• [GIVEN TASK]: Transcribe the records that follow, preserving every word.

• [RECORDS FOR PROCESSING]:
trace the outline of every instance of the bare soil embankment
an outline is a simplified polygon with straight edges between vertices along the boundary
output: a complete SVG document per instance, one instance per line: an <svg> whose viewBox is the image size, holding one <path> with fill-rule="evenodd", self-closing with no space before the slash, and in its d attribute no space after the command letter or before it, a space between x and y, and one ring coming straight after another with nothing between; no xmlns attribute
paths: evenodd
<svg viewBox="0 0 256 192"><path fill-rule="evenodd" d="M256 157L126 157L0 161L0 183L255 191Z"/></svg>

• [TASK ANSWER]:
trace the outline of every instance of the bare soil embankment
an outline is a simplified polygon with straight edges between vertices along the boundary
output: a complete SVG document per instance, one instance per line: an <svg> whose viewBox is the image size, holding one <path> with fill-rule="evenodd", self-closing with no space before the slash, and in its d attribute no space after the command letter or before it, a space between x and y, and one ring coming straight after another with nothing between; no xmlns attribute
paths: evenodd
<svg viewBox="0 0 256 192"><path fill-rule="evenodd" d="M256 157L126 157L0 161L0 183L255 191Z"/></svg>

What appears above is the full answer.